→ **TASK LIST**:
1. In the parenting passage, why did the parent begin cheering for the child at times when he was not dancing or doing gymnastics? Answer in one to three sentences.
2. Carry the parenting passage forward from its final sentence.
== SOURCE EXTRACT ==
So what next? Plan and practice. This means being intentional with helping your child grow in the areas that you sense and see struggle in. Mommas — I know this sounds like a lot! After years of healing, meltdowns and growth, I know you might be twisting in your seats reading this. But. This is where the good stuff is. Pouring into your children’s hearts now that they have the skills to communicate well both in the same language and on a more mature level is where I believe the real healing takes place. This is where hugs can be tighter, words can become sincere and eyes meet across the room in a way you only dreamed.

This past year, in identifying my child’s performance drive as connected both to his silly personality and also his need to feel important and seen, we were able to develop a plan that we hoped might build more into his heart and connection. Through prayer, I felt the Lord was showing me that we didn’t need to discourage this behavior, but rather celebrate it, and even add to it.



So we clapped at every performance and we started making little performance “sets” complete with a stage. We also started to cheer in new ways when he was not dancing or doing gymnastics. I realized, personally, that I had become tired of cheering during dances… that I wasn’t cheering at other times. This was me — an area as a mom I needed to change. I began to tell my child more and more of his value, speaking truth, holding his hands and looking in his eyes, and cheering in other little activities I caught him doing around our house.

Thank you Jesus for showing me this. Thank you Jesus for helping me see and giving me ideas to better meet an unmet need. Through this simple revelation of this one behavior (of course there were more — and there will always be for all of our children) — we have made new strides this year and seen change in our child and even our heart relationship. I realize I was accepting things for what they were rather than digging deep to know his heart in new ways and also give him mine.
===
== RECORDS SUPPLIED ==
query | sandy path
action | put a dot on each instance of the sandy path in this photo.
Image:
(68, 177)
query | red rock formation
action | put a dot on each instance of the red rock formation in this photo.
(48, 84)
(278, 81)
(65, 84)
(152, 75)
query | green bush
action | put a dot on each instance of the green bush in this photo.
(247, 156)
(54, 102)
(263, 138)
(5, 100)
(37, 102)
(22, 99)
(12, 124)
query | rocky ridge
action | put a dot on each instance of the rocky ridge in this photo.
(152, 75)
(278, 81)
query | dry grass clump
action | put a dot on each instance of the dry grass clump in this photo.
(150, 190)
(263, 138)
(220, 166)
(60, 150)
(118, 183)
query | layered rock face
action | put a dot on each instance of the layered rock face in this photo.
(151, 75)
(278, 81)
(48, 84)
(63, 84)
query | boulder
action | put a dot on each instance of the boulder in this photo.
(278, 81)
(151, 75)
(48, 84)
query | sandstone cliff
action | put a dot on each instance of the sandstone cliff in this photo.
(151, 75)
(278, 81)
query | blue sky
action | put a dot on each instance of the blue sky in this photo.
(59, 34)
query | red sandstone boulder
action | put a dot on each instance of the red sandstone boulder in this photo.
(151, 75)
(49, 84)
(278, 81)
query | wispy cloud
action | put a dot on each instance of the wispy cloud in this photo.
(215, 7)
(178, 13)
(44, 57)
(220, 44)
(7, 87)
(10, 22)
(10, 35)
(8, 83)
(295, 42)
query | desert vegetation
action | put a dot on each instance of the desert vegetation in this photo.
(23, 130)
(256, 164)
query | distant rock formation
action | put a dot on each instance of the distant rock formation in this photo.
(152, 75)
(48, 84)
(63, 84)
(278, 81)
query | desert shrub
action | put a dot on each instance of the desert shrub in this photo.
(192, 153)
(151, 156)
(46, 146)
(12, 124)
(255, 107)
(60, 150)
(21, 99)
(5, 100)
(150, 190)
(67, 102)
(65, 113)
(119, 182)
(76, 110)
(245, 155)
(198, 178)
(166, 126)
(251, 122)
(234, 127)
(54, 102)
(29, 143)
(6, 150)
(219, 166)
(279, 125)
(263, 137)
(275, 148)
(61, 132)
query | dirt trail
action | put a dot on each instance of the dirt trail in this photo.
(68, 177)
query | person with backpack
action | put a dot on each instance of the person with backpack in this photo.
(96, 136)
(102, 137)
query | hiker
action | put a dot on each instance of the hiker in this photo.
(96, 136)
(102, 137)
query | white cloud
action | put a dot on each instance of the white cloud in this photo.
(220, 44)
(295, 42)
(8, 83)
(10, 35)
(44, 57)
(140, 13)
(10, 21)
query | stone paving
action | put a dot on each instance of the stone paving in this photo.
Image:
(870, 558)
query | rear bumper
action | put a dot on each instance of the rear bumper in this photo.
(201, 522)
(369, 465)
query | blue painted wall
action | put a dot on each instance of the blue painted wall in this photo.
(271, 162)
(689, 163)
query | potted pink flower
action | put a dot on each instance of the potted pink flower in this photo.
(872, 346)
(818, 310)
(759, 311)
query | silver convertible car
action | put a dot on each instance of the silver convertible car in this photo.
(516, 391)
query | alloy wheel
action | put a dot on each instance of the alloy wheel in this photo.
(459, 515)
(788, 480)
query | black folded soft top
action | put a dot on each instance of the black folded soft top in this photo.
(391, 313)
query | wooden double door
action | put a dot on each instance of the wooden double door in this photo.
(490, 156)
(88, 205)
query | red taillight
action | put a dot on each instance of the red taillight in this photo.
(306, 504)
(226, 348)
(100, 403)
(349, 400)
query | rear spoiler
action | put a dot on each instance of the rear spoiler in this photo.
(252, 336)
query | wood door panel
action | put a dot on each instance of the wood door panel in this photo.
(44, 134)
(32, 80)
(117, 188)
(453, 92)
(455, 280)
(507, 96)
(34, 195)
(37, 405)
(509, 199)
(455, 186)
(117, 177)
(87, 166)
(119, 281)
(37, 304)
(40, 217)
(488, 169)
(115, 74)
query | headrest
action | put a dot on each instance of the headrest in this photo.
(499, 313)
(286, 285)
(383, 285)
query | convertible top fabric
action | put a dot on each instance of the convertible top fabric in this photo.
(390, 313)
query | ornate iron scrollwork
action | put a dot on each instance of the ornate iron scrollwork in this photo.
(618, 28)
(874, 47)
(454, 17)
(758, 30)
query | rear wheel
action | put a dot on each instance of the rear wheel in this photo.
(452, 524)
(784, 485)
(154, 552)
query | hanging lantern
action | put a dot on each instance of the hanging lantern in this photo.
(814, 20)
===
→ **RESPONSES IN ORDER**:
1. She realized she had grown tired of cheering during his dances and was not cheering for him at other times. She saw this as an area she needed to change as a mom.

2.
Becoming complacent in any relationship, whether it’s marriage, parent/child or friendship, will quickly kill its authenticity and passion. While coasting might be a desire of our flesh (a cup of coffee on the beach please!), working hard to pull back more layers and connect deeper is always — always — always the heart of our Father. And let me speak a little truth to your heart too. I know deep down it is always your heart and also the heart of your child’s. Because you are His. And so is the little love you are fighting for.



It’s work. It can be painful and ugly. And you will see hard things in yourself as you choose to go deeper. Don’t give up. But with every new layer know that new, real work begins. This good work is like the Velveteen Rabbit. It’ll rub all your pretty fur off — but real, deep connection is worth it.

“He said, ‘You become. It takes a long time. That’s why it doesn’t happen often to people who break easily, or have sharp edges or who have to be carefully kept. Generally, by the time you are Real, most of your hair has been loved off, and your eyes drop out and you get loose in the joints and very shabby. But these things don’t matter at all, because once you are Real you can’t be ugly, except to people who don’t understand.'” – The Velveteen Rabbit




3 responses to “Still Connecting: What Attachment Looks Like Years Later”

  1. Christine says:

    I love this! By changing our perspective, challenges can become opportunities to further show our love. Thank you for writing this! Blessings to you and your family! 🙂

  2. Kimberly Schildbach says:

    Such a good reminder to keep going deeper. Thank you!

  3. Crissy says:

    So interesting to hear from TBRI trained/ trauma- informed parents that this process is just that, a process. And to know that the stop points and stale mates along the way are also part of the process.